■ Written exercise 1: In the trolling motors thread, how long is the pontoon boat that marcuswon keeps in Alabama?
■ Written exercise 2: Show each line of the records that contains the string "white". Case counts.

■ Selected extract:
··········
# trolling motors



## marcuswon (Apr 5, 2010)

seen in a few post about the fresh water motosr not being good to use.i don't at this time have one on my boat.but was thinks about putting on one.what would be a good one at a fair price?


----------



## oxbeast1210 (Jun 21, 2010)

IS it for your cuddy cabin? or a different boat? also where do you plan on fishing with it?


----------



## marcuswon (Apr 5, 2010)

the cuddy. in salt water.I'll do the salt water series if there is a thing.ill have to find a way to mount it without taking the hand rail off or it hitting it when ever i put it down.


----------



## X-Shark (Oct 3, 2007)

> ill have to find a way to mount it without taking the hand rail off or it hitting it when ever i put it down.


Good Luck with that. The motor needs to be mounted so it is not sticking past the bumprail or you could tear it off on a dock / piling. That rail is going to be in the way.

That size boat is going to need a very long shaft and I wonder if a 60in shaft will be long enough? Thrust..... Think 101 36V for a boat that size. That means finding a place to store 3 batteries.


----------



## fisheye48 (Sep 28, 2007)

X-Shark said:


> Good Luck with that. The motor needs to be mounted so it is not sticking past the bumprail or you could tear it off on a dock / piling. That rail is going to be in the way.
> 
> That size boat is going to need a very long shaft and I wonder if a 60in shaft will be long enough? Thrust..... Think 101 36V for a boat that size. That means finding a place to store 3 batteries.


^^^^^^^^^^^THIS!!!

also just a question....why a trolling motor on a 20' cuddy?


----------



## marcuswon (Apr 5, 2010)

to fish around the docks at night and troll the bay shore line to fish.we normally use the engine.but this meant somebody did not get to fish.we have tried to drift but that turned out to be very dangerous.the wind blew us a few time almost into a dock before we quit.

That size boat is going to need a very long shaft and I wonder if a 60in shaft will be long enough?

do they make one for the transom? i know the boat is at the lowest point there.i could even make a handle to hook to the engine to steer it with the helm wheel.i know it would have to be taken on and off but would no be a problem.


----------



## marcuswon (Apr 5, 2010)

sorry just noticed i clicked on the wrong trend.should have been the next one down....dont know how to move.


----------



## fisheye48 (Sep 28, 2007)

marcuswon said:


> to fish around the docks at night and troll the bay shore line to fish.we normally use the engine.but this meant somebody did not get to fish.we have tried to drift but that turned out to be very dangerous.the wind blew us a few time almost into a dock before we quit.
> 
> That size boat is going to need a very long shaft and I wonder if a 60in shaft will be long enough?
> 
> do they make one for the transom? i know the boat is at the lowest point there.i could even make a handle to hook to the engine to steer it with the helm wheel.i know it would have to be taken on and off but would no be a problem.


make life easy and get a different boat to fish docks.


----------



## oxbeast1210 (Jun 21, 2010)

Lmao,  Fisheye I'm glad you go easy on my posts ..


----------



## drifterfisher (Oct 9, 2009)

marcuswon said:


> seen in a few post about the fresh water motosr not being good to use.i don't at this time have one on my boat.but was thinks about putting on one.what would be a good one at a fair price?


Use the pontoon boat for dock fishing.Use a transom mount on the front of the pontoon.A buddy has a 28'er with a 40# trolly and we crappie fish the lights on Gantt Lake with no problems and plenty of room.


----------



## marcuswon (Apr 5, 2010)

drifterfisher said:


> Use the pontoon boat for dock fishing.Use a transom mount on the front of the pontoon.A buddy has a 28'er with a 40# trolly and we crappie fish the lights on Gantt Lake with no problems and plenty of room.


would be a good ideal.but the pontoon is a 26 footer with 115 yahama 4 stroke is in alabama where we use it in the river and lakes. to big to pull five hours to fish the bay and docks.thats why we have the cuddy down there..

make life easy and get a different boat to fish docks. 

i wish i could.but the wife want go for that and can not afford to add boat number five to the mix.


----------
··········
■ Raw data:
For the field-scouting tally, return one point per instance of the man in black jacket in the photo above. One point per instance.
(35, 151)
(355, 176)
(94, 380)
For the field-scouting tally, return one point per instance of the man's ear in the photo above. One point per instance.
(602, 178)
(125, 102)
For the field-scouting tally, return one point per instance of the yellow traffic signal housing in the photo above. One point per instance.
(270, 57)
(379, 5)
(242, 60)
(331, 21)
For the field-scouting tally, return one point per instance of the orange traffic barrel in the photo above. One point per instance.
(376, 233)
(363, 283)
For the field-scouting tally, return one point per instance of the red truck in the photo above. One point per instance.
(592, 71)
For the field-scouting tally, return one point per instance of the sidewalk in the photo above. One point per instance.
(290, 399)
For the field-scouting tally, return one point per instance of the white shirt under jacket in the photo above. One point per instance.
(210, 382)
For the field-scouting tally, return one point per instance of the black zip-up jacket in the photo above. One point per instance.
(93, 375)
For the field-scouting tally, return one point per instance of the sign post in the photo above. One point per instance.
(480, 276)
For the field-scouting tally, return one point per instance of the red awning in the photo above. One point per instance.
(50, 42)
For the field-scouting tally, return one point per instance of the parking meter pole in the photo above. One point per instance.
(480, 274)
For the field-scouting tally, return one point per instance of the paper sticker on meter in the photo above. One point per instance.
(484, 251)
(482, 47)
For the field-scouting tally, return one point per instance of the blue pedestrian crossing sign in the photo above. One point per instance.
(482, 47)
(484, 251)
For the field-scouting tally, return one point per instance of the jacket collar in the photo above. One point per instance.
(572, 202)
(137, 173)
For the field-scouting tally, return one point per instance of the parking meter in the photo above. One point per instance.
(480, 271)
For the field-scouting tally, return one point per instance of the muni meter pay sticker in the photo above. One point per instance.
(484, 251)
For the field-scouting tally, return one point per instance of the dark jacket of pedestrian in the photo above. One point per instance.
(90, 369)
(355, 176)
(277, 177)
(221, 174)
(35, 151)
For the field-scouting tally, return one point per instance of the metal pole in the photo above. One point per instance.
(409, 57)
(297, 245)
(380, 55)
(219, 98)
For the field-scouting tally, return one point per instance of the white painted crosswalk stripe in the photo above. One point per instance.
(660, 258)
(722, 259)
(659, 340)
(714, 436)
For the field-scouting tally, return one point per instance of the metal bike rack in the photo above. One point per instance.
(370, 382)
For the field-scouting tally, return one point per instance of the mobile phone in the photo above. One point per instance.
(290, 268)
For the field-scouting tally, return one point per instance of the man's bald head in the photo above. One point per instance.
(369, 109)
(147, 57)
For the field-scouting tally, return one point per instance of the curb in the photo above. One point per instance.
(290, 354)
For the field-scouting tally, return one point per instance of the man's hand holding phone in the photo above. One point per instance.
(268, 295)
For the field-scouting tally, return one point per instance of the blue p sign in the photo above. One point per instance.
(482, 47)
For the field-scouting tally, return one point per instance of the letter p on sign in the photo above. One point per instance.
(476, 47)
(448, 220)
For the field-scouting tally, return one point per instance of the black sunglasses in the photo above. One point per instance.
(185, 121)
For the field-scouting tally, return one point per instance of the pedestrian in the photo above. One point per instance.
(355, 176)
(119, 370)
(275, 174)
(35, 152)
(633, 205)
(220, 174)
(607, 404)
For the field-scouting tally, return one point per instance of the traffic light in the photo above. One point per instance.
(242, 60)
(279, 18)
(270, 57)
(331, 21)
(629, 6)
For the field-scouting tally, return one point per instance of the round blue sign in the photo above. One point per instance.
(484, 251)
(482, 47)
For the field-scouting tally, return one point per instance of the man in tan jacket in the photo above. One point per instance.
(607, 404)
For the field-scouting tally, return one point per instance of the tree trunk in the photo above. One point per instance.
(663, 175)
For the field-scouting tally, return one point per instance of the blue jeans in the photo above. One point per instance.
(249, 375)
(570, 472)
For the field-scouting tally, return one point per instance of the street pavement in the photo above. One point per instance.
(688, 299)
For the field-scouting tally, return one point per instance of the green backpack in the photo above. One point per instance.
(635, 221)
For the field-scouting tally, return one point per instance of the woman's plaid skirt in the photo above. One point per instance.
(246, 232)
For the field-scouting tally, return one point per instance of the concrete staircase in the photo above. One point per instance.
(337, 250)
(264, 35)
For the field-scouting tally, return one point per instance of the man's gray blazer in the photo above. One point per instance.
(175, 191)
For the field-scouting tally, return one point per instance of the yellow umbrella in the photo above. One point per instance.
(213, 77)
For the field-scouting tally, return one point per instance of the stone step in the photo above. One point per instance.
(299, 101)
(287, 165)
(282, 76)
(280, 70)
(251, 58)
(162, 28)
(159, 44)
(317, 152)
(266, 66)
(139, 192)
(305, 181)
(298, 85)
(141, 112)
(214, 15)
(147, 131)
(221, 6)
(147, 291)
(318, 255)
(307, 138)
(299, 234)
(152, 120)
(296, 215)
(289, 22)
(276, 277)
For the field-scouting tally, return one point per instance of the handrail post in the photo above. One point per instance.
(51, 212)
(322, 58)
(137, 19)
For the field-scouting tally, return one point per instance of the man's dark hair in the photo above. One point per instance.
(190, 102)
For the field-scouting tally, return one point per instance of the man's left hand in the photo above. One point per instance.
··········
■ Right answer 1: It is a 26-footer.

■ Right answer 2:
For the field-scouting tally, return one point per instance of the white shirt under jacket in the photo above. One point per instance.
For the field-scouting tally, return one point per instance of the white painted crosswalk stripe in the photo above. One point per instance.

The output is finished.